• **WRITTEN TASK**
Copy the records below exactly as they are written.

• **MATERIAL TO PROCESS**
*-*-*
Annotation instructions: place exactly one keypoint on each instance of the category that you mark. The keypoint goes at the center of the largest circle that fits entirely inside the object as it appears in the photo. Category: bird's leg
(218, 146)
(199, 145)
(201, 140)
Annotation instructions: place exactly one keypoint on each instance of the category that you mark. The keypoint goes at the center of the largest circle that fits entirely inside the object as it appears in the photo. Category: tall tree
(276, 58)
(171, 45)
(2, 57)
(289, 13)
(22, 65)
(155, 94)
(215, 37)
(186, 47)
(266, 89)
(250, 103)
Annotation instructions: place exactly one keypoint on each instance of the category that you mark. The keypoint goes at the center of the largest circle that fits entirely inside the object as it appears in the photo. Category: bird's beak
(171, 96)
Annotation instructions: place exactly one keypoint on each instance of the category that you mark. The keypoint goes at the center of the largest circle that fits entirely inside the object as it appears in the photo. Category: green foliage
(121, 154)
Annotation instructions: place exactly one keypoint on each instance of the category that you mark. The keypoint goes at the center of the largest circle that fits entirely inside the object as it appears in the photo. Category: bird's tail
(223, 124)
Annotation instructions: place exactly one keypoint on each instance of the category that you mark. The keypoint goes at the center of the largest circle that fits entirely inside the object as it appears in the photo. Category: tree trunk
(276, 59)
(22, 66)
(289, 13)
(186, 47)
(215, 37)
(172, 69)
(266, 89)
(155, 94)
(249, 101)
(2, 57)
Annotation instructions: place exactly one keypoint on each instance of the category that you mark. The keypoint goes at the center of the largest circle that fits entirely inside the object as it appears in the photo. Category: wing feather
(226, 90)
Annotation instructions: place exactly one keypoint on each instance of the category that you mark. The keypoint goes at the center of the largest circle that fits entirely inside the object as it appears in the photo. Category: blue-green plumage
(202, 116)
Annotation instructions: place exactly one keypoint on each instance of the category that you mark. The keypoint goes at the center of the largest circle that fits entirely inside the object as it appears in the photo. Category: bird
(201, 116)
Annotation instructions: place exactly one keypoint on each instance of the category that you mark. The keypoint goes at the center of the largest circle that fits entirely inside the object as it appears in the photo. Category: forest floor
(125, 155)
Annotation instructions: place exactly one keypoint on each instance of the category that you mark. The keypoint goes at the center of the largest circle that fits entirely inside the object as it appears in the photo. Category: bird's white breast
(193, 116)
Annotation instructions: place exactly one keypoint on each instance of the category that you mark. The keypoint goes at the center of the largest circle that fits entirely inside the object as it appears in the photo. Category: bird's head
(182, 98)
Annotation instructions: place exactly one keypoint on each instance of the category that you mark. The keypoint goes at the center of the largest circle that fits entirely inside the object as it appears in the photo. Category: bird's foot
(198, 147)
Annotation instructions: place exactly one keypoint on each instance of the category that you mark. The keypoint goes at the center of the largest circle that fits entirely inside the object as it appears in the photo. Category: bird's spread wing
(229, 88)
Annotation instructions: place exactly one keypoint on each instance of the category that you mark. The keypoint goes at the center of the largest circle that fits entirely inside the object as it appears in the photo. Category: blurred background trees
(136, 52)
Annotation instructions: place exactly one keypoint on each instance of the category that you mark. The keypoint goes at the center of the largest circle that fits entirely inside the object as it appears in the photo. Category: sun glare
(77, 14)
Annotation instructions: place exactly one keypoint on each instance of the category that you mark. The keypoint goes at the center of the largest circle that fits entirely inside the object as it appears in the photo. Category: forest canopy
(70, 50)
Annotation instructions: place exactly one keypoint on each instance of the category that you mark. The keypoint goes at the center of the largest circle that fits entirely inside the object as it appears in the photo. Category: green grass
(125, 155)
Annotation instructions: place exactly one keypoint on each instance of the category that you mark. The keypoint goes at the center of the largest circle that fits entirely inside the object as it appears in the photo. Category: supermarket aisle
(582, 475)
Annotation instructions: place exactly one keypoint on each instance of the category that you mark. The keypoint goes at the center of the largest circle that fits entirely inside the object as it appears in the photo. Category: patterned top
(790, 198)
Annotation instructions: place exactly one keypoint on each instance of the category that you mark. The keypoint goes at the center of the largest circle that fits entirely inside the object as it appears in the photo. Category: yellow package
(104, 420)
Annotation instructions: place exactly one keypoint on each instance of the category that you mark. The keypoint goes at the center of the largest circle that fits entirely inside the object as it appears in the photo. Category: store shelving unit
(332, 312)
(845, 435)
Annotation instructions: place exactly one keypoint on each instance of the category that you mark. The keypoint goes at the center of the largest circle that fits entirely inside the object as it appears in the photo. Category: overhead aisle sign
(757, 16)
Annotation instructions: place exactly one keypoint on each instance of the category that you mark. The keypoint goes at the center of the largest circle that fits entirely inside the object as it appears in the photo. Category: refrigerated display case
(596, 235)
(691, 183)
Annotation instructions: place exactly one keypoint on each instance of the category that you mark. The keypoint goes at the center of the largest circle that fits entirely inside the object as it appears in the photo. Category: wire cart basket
*-*-*
• **WRITTEN SOLUTION**
Annotation instructions: place exactly one keypoint on each instance of the category that you mark. The keypoint goes at the center of the largest circle that fits entirely inside the object as it appears in the photo. Category: bird's leg
(218, 146)
(199, 145)
(201, 140)
Annotation instructions: place exactly one keypoint on each instance of the category that you mark. The keypoint goes at the center of the largest circle that fits entirely inside the object as it appears in the photo. Category: tall tree
(276, 58)
(171, 45)
(2, 57)
(289, 13)
(22, 65)
(155, 94)
(215, 37)
(186, 47)
(266, 89)
(250, 103)
Annotation instructions: place exactly one keypoint on each instance of the category that you mark. The keypoint goes at the center of the largest circle that fits entirely inside the object as it appears in the photo. Category: bird's beak
(171, 96)
Annotation instructions: place exactly one keypoint on each instance of the category that you mark. The keypoint goes at the center of the largest circle that fits entirely inside the object as it appears in the photo. Category: green foliage
(121, 154)
Annotation instructions: place exactly one keypoint on each instance of the category that you mark. The keypoint goes at the center of the largest circle that fits entirely inside the object as it appears in the photo. Category: bird's tail
(223, 124)
Annotation instructions: place exactly one keypoint on each instance of the category that you mark. The keypoint goes at the center of the largest circle that fits entirely inside the object as it appears in the photo. Category: tree trunk
(276, 59)
(22, 66)
(289, 13)
(186, 47)
(215, 37)
(172, 69)
(266, 89)
(155, 94)
(249, 101)
(2, 57)
Annotation instructions: place exactly one keypoint on each instance of the category that you mark. The keypoint goes at the center of the largest circle that fits entirely inside the object as it appears in the photo. Category: wing feather
(226, 90)
Annotation instructions: place exactly one keypoint on each instance of the category that you mark. The keypoint goes at the center of the largest circle that fits entirely inside the object as it appears in the photo. Category: blue-green plumage
(202, 116)
Annotation instructions: place exactly one keypoint on each instance of the category that you mark. The keypoint goes at the center of the largest circle that fits entirely inside the object as it appears in the photo. Category: bird
(201, 116)
Annotation instructions: place exactly one keypoint on each instance of the category that you mark. The keypoint goes at the center of the largest circle that fits entirely inside the object as it appears in the photo. Category: forest floor
(125, 155)
Annotation instructions: place exactly one keypoint on each instance of the category that you mark. The keypoint goes at the center of the largest circle that fits entirely inside the object as it appears in the photo. Category: bird's white breast
(193, 116)
Annotation instructions: place exactly one keypoint on each instance of the category that you mark. The keypoint goes at the center of the largest circle that fits entirely inside the object as it appears in the photo. Category: bird's head
(182, 98)
Annotation instructions: place exactly one keypoint on each instance of the category that you mark. The keypoint goes at the center of the largest circle that fits entirely inside the object as it appears in the photo. Category: bird's foot
(198, 147)
Annotation instructions: place exactly one keypoint on each instance of the category that you mark. The keypoint goes at the center of the largest circle that fits entirely inside the object as it appears in the photo. Category: bird's spread wing
(229, 88)
Annotation instructions: place exactly one keypoint on each instance of the category that you mark. The keypoint goes at the center of the largest circle that fits entirely inside the object as it appears in the photo. Category: blurred background trees
(136, 52)
Annotation instructions: place exactly one keypoint on each instance of the category that you mark. The keypoint goes at the center of the largest circle that fits entirely inside the object as it appears in the photo. Category: sun glare
(77, 14)
Annotation instructions: place exactly one keypoint on each instance of the category that you mark. The keypoint goes at the center of the largest circle that fits entirely inside the object as it appears in the photo. Category: forest canopy
(70, 50)
Annotation instructions: place exactly one keypoint on each instance of the category that you mark. The keypoint goes at the center of the largest circle that fits entirely inside the object as it appears in the photo. Category: green grass
(125, 155)
Annotation instructions: place exactly one keypoint on each instance of the category that you mark. The keypoint goes at the center of the largest circle that fits entirely inside the object as it appears in the photo. Category: supermarket aisle
(582, 475)
Annotation instructions: place exactly one keypoint on each instance of the category that you mark. The keypoint goes at the center of the largest circle that fits entirely inside the object as it appears in the photo. Category: patterned top
(790, 198)
Annotation instructions: place exactly one keypoint on each instance of the category that you mark. The keypoint goes at the center of the largest circle that fits entirely inside the object as it appears in the photo. Category: yellow package
(104, 420)
Annotation instructions: place exactly one keypoint on each instance of the category that you mark. The keypoint goes at the center of the largest circle that fits entirely inside the object as it appears in the photo. Category: store shelving unit
(332, 312)
(845, 435)
Annotation instructions: place exactly one keypoint on each instance of the category that you mark. The keypoint goes at the center of the largest circle that fits entirely inside the object as it appears in the photo. Category: overhead aisle sign
(757, 16)
Annotation instructions: place exactly one keypoint on each instance of the category that you mark. The keypoint goes at the center of the largest circle that fits entirely inside the object as it appears in the photo. Category: refrigerated display case
(596, 235)
(691, 183)
Annotation instructions: place exactly one keypoint on each instance of the category that you mark. The keypoint goes at the center of the largest circle that fits entirely inside the object as it appears in the photo. Category: wire cart basket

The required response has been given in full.